# Quoted passage
- - - - - - -

The Patriot Missile failed because a certain variable was declared
single precision, and accumulated round-off error during continuous
operation during the Gulf War caused targetting inaccuracies.

I don't have a reference handy for the Vancouver Stock Exchange
problem, but what happened was the following.  The VSE used
an IBM mainframe to compute its stock average, which was updated
after every trade.  IBM floating-point arithmetic is, as you know,
in base 16 and trucates, so after a few years the reported stock
index was significantly lower than the true stock index.

- - - - - - -

# Objective 1
Repeat the part of the passage on floating-point round-off errors starting at "I don't have" and ending at "true stock index.".
# Objective 2
Go on with the passage on floating-point round-off errors from the point where it stops.
The rows that come next are not needed.

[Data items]
- - - - - - -

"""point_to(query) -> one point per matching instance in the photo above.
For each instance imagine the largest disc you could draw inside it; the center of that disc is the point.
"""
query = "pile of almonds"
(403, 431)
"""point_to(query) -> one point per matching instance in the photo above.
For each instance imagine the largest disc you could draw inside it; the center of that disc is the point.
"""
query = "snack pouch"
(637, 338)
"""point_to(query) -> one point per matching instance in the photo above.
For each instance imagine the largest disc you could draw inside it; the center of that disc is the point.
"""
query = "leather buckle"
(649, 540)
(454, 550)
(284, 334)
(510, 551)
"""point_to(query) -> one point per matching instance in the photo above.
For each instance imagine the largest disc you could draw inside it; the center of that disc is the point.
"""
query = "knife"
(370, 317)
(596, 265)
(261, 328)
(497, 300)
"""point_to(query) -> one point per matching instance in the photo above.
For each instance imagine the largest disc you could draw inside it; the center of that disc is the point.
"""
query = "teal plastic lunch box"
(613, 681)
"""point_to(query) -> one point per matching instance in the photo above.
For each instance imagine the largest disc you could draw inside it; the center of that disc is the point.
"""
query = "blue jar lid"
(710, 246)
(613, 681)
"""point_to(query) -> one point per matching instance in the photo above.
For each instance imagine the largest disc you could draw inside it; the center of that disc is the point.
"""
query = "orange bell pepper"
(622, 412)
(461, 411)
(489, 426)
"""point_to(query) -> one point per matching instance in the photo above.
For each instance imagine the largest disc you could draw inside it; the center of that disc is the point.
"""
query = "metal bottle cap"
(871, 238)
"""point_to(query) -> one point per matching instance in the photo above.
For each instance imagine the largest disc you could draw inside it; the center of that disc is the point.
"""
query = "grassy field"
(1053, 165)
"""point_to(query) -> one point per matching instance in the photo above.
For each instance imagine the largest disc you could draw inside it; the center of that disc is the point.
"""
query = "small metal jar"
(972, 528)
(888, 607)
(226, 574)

- - - - - - -

# Result 1
I don't have a reference handy for the Vancouver Stock Exchange
problem, but what happened was the following.  The VSE used
an IBM mainframe to compute its stock average, which was updated
after every trade.  IBM floating-point arithmetic is, as you know,
in base 16 and trucates, so after a few years the reported stock
index was significantly lower than the true stock index.

# Result 2
An English translation of the extremely well-written, honest, and
insightful report on the Ariane disaster, written by a committee
chaired by the eminent mathematician Jacques Louis Lions, president
of the College de France, can be found at

http://www.esrin.esa.it/htdocs/tidc/Press/Press96/ariane5rep.html

The essence of the problem is as you said.  Now, this does not
differ *one iota* from the fact that gcc on i386 spills extended
precision registers to double precision on the stack.  In doing
so, it stores objects into slots that have less precision and
less range than the objects themselves.  This is *exactly* what
happened with Ariane.  And gcc does it in a way that (a) does
not notify the programmer that it is being done and (b) the
programmer cannot avoid even if he/she examines the generated
assembley code.  So, on the 386, I believe

int flag_Ariane_class_disaster_math_optimizations = 1;

is the default.  And there should be a way to set this flag
to zero.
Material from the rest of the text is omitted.